Natural language region descriptions:
------------------------
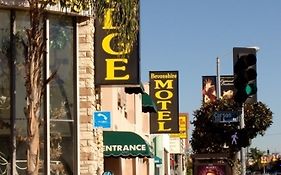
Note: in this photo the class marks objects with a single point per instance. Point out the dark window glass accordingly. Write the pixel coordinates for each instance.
(62, 101)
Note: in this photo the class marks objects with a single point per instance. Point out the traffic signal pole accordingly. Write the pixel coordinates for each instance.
(242, 151)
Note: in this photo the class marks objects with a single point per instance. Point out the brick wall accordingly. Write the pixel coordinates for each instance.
(91, 141)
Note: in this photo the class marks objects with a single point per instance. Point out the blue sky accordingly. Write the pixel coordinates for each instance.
(188, 36)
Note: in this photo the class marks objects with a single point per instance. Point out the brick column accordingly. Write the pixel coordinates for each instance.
(91, 142)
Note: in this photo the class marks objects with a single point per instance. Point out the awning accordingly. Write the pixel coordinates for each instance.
(125, 144)
(136, 89)
(148, 104)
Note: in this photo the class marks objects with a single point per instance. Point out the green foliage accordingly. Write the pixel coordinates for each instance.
(125, 16)
(210, 137)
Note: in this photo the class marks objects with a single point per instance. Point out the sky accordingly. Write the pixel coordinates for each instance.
(188, 36)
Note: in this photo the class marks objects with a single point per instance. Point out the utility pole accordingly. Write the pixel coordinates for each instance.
(218, 79)
(242, 152)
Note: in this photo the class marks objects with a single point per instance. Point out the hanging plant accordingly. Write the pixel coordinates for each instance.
(212, 137)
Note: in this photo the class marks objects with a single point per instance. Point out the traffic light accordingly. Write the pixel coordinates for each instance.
(245, 74)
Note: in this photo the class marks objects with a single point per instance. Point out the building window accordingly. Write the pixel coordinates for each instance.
(58, 139)
(62, 95)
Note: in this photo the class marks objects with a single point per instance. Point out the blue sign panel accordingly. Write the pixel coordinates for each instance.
(102, 119)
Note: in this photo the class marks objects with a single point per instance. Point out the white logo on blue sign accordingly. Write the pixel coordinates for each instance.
(102, 119)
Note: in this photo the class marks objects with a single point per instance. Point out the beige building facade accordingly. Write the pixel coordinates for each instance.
(69, 143)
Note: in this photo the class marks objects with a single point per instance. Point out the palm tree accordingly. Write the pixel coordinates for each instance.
(126, 18)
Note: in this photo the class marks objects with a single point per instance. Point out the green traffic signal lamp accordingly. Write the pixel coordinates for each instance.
(245, 74)
(251, 89)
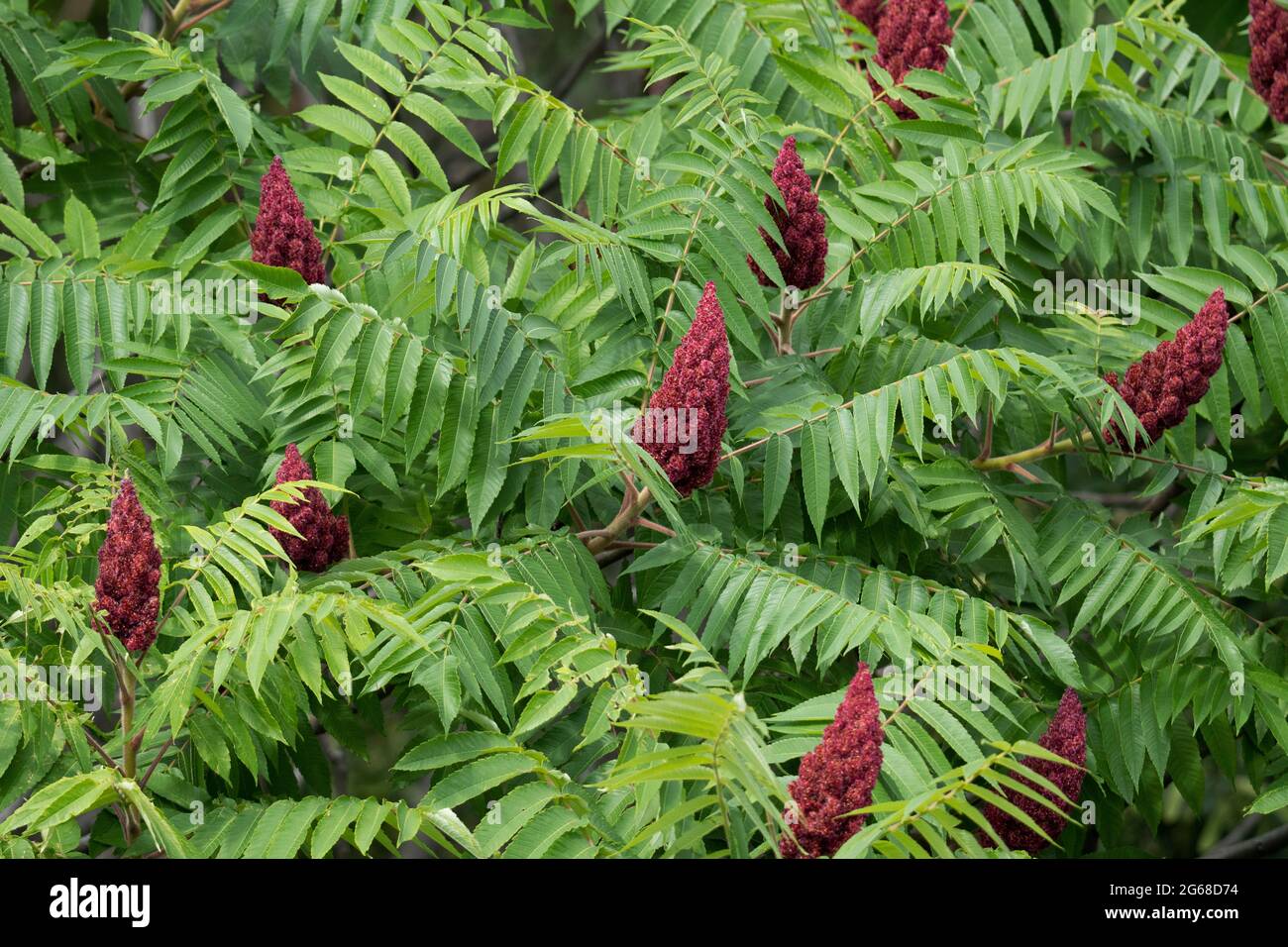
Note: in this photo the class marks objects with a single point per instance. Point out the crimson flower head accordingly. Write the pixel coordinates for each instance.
(1067, 737)
(1166, 381)
(1267, 35)
(912, 35)
(325, 535)
(129, 574)
(686, 419)
(799, 222)
(837, 776)
(283, 235)
(867, 12)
------------------------
### Required work
Apart from the pictures, every line above must be repeated exactly.

### Output of the task
Note: in this photo the class marks objects with a single point per instance. Point out the dark window glass accordingly. Write the pixel coordinates for each instance.
(62, 101)
Note: in this photo the class marks objects with a single point per instance. Point out the traffic signal pole accordingly. Write the pixel coordinates for each instance.
(242, 151)
Note: in this photo the class marks objects with a single point per instance. Point out the brick wall accordingly. Write the pixel coordinates for each instance.
(91, 141)
Note: in this photo the class marks objects with a single point per instance. Point out the blue sky accordingly. Write the pixel coordinates for each instance.
(188, 36)
Note: in this photo the class marks objects with a single point per instance. Point out the brick column accordingly. Write the pixel coordinates for each instance.
(91, 142)
Note: in this photo the class marks objects with a single point per instance. Point out the awning accordingly. Write the pixel coordinates for each instance.
(125, 144)
(136, 89)
(148, 104)
Note: in this photo the class marks objects with a single point per instance. Point out the green foliage accordingly. Write the pixel coordinates for each instance.
(125, 16)
(210, 137)
Note: in this photo the class marks objects with a single point per instance. Point out the sky accordingly. Write the pixel coordinates for each instance.
(188, 36)
Note: in this photo the class marks objects with a single point per instance. Point out the utility pole accordingly. Write the pixel coordinates for each instance.
(218, 79)
(242, 152)
Note: in this photo the class marks objects with a single point per instance. Point out the hanging plant accordingly. Write the pixel coordinates for each instance.
(212, 137)
Note: in this photo the class marks objects with a single point per instance. Point out the traffic light accordingly. Write the pixel coordinates for each instance.
(245, 74)
Note: in this photo the class marks objects with a single point per instance. Point out the building window accordingly. Write the pixel coordinates for each instance.
(58, 139)
(62, 95)
Note: in this photo the class marks objects with a single point per instance. Point out the blue sign panel accordingly. Write the pixel coordinates for each instance.
(102, 119)
Note: in this photo the class marks objects with a single point per instance. Point out the white logo on blue sign accordingly. Write the pixel coordinates for each instance.
(102, 119)
Note: in this photo the class marks objects with a single point per instance. Point out the beige building facade accordingly. Write the pixel coordinates for each instance.
(69, 143)
Note: in this photo the class marks objects with a single point per instance. Point out the palm tree accordingly. Write the pixel coordinates for each instance.
(126, 18)
Note: in this photo the class marks objects with a single point per instance. Point out the green traffic signal lamp accordingly. Write the pixel coordinates for each instance.
(245, 74)
(251, 89)
Note: in this photo the class marks objects with a single point per instance. Point out the crimson flower head accordingly. Write the pixel coordinates for each instance.
(1067, 737)
(1166, 381)
(1267, 35)
(912, 35)
(325, 535)
(129, 574)
(686, 419)
(799, 222)
(837, 776)
(283, 235)
(867, 12)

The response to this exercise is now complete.